(DATASET EXTRACT)
┄┄┄┄┄┄┄┄┄┄

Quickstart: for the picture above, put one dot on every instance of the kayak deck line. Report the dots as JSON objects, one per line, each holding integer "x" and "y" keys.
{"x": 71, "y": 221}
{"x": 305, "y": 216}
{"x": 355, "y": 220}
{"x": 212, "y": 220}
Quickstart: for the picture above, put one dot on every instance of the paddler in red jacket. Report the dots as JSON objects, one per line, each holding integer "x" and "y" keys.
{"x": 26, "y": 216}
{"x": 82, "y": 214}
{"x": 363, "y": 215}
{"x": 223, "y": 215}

┄┄┄┄┄┄┄┄┄┄

(SHORT EXERCISE)
Copy the records word for word, from the line containing "of the paddler" through the final line of the records.

(RESPONSE TO THE EXERCISE)
Quickstart: for the picture above, put one dot on every instance of the paddler in red jacket. Report the dots as JSON objects, one per line, each holding integer "x" and "y" keys.
{"x": 26, "y": 216}
{"x": 82, "y": 214}
{"x": 363, "y": 215}
{"x": 223, "y": 215}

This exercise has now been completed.